▶ [Problem description]: Please put the material from its first line through the line containing "797L1145 840L1181 835L1241", inclusive, into a Markdown table with columns Row and Line. Give one numbered row per line and skip any blank lines.

Material from a data source
::::::

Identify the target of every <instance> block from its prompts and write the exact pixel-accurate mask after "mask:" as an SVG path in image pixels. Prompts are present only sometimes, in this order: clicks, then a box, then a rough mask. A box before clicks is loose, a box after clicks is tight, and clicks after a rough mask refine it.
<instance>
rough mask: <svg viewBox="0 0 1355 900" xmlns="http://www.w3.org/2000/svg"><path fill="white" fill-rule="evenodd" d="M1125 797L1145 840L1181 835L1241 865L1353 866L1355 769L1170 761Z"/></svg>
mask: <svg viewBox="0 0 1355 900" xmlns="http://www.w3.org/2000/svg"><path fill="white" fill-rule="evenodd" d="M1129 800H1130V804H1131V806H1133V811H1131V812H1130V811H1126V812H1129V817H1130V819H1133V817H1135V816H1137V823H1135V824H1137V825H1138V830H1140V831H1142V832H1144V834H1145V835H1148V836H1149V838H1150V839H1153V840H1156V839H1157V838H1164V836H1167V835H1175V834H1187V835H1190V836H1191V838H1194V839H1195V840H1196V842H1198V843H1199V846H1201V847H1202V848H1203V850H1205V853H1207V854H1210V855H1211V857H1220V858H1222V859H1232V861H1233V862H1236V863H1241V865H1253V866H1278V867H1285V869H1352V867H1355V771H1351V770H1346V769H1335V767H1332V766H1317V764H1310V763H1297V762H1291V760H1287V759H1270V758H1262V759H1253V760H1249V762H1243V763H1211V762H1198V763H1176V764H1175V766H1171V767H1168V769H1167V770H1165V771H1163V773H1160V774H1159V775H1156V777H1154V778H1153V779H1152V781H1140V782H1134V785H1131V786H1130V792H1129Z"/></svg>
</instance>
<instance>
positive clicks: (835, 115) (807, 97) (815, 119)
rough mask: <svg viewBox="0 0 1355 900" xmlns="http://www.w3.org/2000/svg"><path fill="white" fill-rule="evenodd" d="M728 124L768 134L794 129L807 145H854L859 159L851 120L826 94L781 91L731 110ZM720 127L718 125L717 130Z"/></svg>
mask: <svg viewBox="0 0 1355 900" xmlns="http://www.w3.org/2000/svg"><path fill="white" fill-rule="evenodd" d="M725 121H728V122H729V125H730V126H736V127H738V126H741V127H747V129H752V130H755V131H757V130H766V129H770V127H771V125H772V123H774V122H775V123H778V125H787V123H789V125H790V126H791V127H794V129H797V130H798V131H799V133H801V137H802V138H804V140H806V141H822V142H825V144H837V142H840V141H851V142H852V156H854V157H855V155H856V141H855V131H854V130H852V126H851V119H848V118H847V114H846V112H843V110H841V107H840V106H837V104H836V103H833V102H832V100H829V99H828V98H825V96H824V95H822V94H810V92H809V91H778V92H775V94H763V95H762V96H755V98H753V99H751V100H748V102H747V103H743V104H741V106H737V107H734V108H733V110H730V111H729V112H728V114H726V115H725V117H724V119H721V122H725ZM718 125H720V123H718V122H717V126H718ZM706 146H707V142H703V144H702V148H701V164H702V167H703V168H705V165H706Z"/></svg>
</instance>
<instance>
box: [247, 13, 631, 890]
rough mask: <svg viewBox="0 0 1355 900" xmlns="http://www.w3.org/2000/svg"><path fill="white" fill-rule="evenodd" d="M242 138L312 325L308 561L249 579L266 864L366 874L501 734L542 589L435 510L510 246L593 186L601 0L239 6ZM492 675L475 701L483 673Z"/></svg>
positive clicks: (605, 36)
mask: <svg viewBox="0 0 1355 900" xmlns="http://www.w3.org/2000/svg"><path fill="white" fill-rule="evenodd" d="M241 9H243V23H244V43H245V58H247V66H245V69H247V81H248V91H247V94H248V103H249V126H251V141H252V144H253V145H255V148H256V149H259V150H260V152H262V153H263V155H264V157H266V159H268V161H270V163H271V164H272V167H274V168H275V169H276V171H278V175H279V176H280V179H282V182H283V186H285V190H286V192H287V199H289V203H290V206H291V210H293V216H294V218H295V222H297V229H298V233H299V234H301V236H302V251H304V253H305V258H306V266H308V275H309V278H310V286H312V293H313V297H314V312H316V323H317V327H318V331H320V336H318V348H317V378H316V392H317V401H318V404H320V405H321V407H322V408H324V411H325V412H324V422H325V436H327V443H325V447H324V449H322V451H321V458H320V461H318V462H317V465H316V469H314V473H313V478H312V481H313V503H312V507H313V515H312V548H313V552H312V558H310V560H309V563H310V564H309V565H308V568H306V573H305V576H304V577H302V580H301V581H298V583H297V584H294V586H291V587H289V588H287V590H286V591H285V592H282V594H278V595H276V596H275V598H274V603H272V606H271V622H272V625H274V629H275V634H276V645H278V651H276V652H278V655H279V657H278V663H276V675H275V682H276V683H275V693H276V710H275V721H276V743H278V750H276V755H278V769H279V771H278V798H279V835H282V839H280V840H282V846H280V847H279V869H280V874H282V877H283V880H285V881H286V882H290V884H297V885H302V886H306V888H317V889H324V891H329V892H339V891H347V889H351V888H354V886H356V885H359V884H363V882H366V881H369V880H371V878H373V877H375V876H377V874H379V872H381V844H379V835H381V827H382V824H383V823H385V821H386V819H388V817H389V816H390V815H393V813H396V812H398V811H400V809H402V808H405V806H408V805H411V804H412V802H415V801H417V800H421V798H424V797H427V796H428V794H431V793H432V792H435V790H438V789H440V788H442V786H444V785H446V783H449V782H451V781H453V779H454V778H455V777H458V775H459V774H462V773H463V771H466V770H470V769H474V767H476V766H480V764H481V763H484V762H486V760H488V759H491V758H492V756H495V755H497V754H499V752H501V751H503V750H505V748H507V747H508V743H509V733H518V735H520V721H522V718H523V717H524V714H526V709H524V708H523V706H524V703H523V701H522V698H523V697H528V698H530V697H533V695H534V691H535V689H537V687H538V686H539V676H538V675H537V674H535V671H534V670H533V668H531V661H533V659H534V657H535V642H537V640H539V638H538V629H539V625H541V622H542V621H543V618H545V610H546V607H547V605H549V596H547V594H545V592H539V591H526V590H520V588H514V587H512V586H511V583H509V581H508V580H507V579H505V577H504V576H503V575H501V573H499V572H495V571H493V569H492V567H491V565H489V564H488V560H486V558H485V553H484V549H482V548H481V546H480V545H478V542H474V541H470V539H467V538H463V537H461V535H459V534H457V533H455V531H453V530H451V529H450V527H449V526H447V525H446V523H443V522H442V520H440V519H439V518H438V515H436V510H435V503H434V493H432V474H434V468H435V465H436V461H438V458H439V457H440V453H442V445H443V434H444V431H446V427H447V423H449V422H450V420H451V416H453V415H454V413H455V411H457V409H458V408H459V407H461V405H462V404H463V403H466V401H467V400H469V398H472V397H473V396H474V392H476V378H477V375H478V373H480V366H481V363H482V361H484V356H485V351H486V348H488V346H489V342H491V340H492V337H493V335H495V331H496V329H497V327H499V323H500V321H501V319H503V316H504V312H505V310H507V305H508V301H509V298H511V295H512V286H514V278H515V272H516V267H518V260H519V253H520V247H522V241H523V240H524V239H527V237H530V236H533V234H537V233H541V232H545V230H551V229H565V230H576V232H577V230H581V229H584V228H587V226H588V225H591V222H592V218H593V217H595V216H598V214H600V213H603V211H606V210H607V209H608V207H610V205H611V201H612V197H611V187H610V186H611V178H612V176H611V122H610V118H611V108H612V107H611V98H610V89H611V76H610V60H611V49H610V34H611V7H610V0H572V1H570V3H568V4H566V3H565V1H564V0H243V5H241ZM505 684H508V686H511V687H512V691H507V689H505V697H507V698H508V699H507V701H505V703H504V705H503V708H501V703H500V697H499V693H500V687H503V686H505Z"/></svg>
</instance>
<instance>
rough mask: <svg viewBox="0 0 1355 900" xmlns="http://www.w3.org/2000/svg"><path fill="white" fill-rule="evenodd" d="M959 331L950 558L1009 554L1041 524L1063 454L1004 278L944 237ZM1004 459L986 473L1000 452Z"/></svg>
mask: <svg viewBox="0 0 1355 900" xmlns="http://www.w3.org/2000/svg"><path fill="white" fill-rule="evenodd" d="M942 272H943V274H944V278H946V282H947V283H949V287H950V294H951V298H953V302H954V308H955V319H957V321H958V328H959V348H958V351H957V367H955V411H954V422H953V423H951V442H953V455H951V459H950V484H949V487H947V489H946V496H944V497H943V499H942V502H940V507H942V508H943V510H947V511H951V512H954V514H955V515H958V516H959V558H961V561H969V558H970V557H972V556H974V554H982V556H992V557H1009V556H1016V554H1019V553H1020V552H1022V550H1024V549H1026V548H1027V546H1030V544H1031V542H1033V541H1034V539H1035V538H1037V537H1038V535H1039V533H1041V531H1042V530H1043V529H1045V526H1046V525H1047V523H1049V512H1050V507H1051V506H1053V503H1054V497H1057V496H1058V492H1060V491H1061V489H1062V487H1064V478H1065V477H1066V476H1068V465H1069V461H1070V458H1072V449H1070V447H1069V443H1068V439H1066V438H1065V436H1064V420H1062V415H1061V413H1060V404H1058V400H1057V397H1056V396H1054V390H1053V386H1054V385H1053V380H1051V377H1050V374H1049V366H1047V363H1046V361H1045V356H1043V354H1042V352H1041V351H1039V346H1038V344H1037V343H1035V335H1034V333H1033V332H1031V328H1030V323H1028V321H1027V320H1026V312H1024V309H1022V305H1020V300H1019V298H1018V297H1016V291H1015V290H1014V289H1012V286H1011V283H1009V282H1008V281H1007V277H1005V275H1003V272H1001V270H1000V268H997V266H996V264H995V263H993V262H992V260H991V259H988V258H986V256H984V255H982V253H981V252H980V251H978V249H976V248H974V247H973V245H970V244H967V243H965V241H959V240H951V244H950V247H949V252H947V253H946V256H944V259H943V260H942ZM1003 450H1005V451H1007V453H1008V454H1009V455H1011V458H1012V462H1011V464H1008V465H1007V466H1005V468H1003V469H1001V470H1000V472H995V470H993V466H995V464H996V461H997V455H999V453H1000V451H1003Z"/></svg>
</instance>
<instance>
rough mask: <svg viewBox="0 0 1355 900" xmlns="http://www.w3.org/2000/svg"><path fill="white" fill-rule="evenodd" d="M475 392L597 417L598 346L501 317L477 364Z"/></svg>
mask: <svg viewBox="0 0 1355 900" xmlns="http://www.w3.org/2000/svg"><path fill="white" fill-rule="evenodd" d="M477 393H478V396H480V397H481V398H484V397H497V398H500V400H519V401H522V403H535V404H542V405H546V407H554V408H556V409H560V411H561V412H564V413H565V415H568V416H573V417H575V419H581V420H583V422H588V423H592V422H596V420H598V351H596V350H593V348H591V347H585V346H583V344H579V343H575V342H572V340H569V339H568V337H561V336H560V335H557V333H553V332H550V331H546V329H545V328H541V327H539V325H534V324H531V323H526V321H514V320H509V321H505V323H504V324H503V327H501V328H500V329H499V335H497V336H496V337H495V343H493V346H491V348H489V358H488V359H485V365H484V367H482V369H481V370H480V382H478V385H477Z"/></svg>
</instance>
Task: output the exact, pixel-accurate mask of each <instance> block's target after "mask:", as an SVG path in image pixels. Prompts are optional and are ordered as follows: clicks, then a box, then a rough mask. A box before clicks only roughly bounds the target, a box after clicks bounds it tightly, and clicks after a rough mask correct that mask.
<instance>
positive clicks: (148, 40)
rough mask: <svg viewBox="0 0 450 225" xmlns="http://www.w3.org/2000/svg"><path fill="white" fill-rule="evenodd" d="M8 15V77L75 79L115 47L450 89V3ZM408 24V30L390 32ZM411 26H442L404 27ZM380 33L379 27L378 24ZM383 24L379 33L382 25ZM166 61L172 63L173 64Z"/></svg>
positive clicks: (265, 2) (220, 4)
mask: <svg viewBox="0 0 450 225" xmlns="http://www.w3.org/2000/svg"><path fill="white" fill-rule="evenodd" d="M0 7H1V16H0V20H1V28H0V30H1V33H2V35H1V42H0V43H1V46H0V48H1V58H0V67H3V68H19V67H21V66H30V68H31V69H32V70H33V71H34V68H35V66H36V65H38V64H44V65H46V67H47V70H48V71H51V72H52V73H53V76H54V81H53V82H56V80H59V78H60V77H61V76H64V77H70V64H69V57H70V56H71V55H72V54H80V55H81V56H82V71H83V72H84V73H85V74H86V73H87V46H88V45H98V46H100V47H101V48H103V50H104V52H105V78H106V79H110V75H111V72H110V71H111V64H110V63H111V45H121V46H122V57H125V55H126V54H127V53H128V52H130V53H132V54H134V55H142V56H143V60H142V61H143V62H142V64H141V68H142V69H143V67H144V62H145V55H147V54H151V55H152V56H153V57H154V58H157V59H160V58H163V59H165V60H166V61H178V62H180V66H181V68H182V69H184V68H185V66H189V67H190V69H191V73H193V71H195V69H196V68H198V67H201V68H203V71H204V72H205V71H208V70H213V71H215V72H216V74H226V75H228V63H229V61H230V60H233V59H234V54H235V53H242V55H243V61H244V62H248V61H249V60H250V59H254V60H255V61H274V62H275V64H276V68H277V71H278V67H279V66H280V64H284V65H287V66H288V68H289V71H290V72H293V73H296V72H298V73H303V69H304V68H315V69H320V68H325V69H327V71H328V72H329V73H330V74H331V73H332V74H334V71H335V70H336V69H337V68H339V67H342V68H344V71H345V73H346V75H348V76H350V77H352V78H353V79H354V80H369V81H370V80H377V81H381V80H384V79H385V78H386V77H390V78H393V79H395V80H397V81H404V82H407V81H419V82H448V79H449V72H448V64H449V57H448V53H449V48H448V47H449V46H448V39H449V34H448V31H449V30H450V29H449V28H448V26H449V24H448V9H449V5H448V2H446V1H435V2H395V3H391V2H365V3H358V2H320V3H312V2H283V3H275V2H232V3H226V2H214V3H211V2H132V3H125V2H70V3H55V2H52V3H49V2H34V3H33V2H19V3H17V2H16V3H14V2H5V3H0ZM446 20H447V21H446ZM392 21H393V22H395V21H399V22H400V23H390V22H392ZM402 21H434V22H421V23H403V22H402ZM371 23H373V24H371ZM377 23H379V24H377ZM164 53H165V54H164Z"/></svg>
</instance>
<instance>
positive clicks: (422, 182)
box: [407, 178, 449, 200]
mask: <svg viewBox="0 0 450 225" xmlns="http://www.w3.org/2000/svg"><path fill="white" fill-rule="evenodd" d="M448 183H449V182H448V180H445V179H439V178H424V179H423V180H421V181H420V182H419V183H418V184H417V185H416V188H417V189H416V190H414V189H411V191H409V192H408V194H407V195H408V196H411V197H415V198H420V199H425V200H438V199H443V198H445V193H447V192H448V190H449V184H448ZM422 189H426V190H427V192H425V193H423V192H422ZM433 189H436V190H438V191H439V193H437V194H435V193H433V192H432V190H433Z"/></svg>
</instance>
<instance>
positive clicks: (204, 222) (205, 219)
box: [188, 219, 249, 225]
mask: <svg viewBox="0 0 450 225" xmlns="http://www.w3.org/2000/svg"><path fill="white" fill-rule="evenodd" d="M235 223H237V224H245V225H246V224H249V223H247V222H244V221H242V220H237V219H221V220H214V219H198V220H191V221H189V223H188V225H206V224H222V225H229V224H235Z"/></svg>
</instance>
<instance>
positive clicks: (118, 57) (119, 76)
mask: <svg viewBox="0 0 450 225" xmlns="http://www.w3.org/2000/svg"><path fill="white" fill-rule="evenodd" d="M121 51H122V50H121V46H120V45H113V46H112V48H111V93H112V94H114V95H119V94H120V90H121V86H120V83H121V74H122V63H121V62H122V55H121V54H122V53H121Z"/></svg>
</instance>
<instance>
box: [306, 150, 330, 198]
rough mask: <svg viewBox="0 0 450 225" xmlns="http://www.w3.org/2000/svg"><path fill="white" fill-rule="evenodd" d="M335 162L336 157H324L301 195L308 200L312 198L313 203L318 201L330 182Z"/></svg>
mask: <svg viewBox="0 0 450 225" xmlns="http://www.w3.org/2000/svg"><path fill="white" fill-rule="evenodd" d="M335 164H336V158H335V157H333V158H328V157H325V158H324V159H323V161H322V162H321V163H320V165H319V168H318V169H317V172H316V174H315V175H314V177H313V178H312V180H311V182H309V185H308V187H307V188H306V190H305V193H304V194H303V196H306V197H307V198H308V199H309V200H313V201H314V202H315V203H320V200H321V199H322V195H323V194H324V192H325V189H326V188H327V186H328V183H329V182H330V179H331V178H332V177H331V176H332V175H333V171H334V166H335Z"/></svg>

::::::

▶ [Output for this task]:
| Row | Line |
|---|---|
| 1 | Identify the target of every <instance> block from its prompts and write the exact pixel-accurate mask after "mask:" as an SVG path in image pixels. Prompts are present only sometimes, in this order: clicks, then a box, then a rough mask. A box before clicks is loose, a box after clicks is tight, and clicks after a rough mask refine it. |
| 2 | <instance> |
| 3 | rough mask: <svg viewBox="0 0 1355 900" xmlns="http://www.w3.org/2000/svg"><path fill="white" fill-rule="evenodd" d="M1125 797L1145 840L1181 835L1241 865L1353 866L1355 769L1170 761Z"/></svg> |